━━ EXCERTO DO DOCUMENTO ━━

Baseado numa história de Stephen Longstreet, “Rio da Prata” marca a última colaboração entre Raoul Walsh e Errol Flynn. Ao longo da década de 40, os problemas com alcoolismo do antigo Robin Hood tinham deteriorado a sua reputação dentro do sistema dos grandes estúdios da Velha Hollywood. Gradualmente, a Warner Bros. deixou de saber o que fazer com a estrela em declínio e só um dos seus realizadores parecia capaz de capitalizar nos charmes ossificados de Flynn. Trabalhando numa série de westerns e filmes de guerra, aventuras belicosas e violentas, Raoul Walsh foi dando nova vida à carreira do ator, mas nem ele era capaz de atrasar o inevitável.

━━━

■ TAREFA DO EXERCÍCIO 1 ■
Reúna todas as linhas dos registos que contêm a palavra "unit", tendo em conta a distinção entre maiúsculas e minúsculas.
O excerto e os registos provêm de fontes distintas.

━━ REGISTOS DO EXERCÍCIO ━━

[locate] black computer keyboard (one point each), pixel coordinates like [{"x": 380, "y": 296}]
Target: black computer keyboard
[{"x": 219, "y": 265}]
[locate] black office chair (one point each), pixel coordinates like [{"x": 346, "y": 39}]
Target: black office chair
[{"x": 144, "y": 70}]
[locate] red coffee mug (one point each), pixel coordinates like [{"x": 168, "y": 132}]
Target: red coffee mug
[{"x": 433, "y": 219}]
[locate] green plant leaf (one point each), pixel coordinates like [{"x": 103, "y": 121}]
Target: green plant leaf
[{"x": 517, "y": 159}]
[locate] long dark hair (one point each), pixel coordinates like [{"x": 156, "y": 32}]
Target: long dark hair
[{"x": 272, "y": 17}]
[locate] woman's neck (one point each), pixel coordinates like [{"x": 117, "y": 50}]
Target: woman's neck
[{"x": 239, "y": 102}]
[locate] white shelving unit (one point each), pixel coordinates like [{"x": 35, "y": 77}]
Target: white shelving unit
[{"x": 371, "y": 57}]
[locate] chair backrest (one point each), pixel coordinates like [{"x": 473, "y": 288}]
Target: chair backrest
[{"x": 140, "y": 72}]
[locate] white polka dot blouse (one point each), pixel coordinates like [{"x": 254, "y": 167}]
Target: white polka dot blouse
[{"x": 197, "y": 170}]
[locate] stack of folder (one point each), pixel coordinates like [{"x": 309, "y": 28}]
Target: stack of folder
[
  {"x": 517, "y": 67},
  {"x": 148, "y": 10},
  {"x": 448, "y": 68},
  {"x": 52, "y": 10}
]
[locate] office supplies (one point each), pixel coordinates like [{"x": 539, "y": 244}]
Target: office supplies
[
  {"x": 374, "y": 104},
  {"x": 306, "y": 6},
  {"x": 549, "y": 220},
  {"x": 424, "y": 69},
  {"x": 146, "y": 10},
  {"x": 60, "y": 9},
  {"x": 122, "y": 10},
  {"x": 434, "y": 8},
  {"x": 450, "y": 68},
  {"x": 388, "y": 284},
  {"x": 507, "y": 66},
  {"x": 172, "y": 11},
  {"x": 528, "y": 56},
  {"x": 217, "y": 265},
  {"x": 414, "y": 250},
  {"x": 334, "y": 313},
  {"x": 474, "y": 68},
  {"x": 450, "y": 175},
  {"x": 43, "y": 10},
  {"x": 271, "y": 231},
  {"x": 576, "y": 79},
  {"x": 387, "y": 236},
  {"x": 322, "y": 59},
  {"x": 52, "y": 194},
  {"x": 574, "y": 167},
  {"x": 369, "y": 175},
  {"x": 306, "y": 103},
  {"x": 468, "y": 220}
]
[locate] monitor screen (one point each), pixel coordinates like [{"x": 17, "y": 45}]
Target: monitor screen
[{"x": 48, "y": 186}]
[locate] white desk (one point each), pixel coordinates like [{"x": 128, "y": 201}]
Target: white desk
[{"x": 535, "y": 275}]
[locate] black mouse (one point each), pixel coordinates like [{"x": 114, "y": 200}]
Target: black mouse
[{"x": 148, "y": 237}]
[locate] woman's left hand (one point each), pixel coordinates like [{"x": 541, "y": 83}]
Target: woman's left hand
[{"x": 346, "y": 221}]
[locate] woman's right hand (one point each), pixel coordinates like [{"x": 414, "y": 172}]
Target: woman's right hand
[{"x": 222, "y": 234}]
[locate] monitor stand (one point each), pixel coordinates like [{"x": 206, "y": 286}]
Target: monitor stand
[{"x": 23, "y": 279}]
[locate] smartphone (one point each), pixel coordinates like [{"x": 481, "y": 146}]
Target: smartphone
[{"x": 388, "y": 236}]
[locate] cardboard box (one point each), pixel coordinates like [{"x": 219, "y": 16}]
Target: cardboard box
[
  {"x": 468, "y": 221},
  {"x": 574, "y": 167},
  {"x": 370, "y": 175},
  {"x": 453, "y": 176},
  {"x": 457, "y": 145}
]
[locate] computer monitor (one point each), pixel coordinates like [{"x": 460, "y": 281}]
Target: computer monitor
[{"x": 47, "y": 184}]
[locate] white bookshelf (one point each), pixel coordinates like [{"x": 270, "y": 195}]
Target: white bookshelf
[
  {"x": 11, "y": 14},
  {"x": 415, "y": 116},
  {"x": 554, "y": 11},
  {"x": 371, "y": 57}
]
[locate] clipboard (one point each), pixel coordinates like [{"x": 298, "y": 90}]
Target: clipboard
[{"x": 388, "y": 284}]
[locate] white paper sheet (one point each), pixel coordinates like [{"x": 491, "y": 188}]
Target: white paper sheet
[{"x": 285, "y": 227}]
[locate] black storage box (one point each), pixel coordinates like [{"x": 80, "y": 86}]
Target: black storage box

━━━

■ TAREFA DO EXERCÍCIO 2 ■
Imprima na íntegra, sem qualquer alteração, o excerto sobre o filme «Rio da Prata».

■ RESPOSTA CORRETA 1 ■
[locate] white shelving unit (one point each), pixel coordinates like [{"x": 35, "y": 77}]
Target: white shelving unit

■ RESPOSTA CORRETA 2 ■
Baseado numa história de Stephen Longstreet, “Rio da Prata” marca a última colaboração entre Raoul Walsh e Errol Flynn. Ao longo da década de 40, os problemas com alcoolismo do antigo Robin Hood tinham deteriorado a sua reputação dentro do sistema dos grandes estúdios da Velha Hollywood. Gradualmente, a Warner Bros. deixou de saber o que fazer com a estrela em declínio e só um dos seus realizadores parecia capaz de capitalizar nos charmes ossificados de Flynn. Trabalhando numa série de westerns e filmes de guerra, aventuras belicosas e violentas, Raoul Walsh foi dando nova vida à carreira do ator, mas nem ele era capaz de atrasar o inevitável.